### Reading passage
▬▬▬▬▬▬▬▬▬▬
Herbert Henry Goffey (9 May 1911 – 1991) was an English professional footballer who played as an inside forward in the Football League for Norwich City and Brighton & Hove Albion.

Life and career
Goffey was born in 1911 in Sundridge, Kent. He played local football with Sevenoaks Town and then in the Northampton area with Northampton Nomads and Higham Ferrers Town, and had unsuccessful trials with Football League clubs Northampton Town and Bristol Rovers, before signing for Norwich City in late 1934, initially as an amateur. He scored nine goals from 32 Second Division matches over two seasons, and then dropped down a level to join Brighton & Hove Albion for a "sizeable" fee in June 1937. After three months in the reserves, he displaced Jimmy Cargill from the team and established himself as first-team regular. In the 18 months before league football was suspended for the duration of the Second World War, he played in 56 matches in all competitions and scored nine goals.
▬▬▬▬▬▬▬▬▬▬
### Dataset records
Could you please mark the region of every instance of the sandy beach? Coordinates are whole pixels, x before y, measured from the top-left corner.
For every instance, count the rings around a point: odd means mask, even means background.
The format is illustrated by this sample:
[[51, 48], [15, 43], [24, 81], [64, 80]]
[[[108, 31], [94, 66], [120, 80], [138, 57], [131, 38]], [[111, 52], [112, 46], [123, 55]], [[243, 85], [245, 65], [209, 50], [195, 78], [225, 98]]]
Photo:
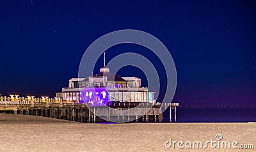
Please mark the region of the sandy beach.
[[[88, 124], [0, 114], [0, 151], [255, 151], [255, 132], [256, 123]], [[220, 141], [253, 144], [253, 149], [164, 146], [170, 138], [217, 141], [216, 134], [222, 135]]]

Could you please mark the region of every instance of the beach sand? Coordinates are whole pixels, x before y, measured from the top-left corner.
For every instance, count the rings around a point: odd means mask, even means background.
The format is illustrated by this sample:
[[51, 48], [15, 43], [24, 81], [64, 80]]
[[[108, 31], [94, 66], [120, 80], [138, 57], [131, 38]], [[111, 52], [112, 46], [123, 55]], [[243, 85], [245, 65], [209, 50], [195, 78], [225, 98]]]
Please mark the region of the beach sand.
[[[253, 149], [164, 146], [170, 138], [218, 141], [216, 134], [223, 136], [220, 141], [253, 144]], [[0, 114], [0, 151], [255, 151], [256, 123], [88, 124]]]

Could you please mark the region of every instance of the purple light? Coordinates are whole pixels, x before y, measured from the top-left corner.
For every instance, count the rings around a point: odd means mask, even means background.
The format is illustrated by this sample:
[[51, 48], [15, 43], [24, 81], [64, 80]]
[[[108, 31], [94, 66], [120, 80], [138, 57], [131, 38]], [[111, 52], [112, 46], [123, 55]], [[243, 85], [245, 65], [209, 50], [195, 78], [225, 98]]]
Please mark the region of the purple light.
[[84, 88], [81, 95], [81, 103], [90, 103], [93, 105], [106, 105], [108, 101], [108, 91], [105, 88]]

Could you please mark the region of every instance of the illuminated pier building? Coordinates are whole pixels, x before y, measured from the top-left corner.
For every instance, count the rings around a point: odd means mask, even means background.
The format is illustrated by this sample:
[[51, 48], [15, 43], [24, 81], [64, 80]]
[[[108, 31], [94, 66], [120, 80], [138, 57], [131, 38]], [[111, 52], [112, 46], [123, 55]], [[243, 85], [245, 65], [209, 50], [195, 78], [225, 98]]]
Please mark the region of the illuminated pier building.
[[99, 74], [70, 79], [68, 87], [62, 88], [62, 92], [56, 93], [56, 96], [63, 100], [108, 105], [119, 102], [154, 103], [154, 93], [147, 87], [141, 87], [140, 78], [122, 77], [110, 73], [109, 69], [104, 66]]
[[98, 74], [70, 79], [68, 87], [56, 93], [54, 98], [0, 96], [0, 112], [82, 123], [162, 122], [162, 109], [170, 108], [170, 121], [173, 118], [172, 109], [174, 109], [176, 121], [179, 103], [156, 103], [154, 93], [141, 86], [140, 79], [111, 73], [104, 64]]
▬▬▬▬▬▬▬▬▬▬
### Work to do
[1] Answer these questions about the Herbert Goffey biography, one per line:
(a) In which town and county was Goffey born?
(b) Which player did Goffey displace from the Brighton & Hove Albion team after three months in the reserves?
(c) How many matches in all competitions did Goffey play in the 18 months before league football was suspended for the Second World War?
[2] Retype the part of the Herbert Goffey biography starting at "Herbert Henry Goffey" and ending at "Brighton & Hove Albion.".

### Replies
[1]
(a) Sundridge, Kent
(b) Jimmy Cargill
(c) 56

[2]
Herbert Henry Goffey (9 May 1911 – 1991) was an English professional footballer who played as an inside forward in the Football League for Norwich City and Brighton & Hove Albion.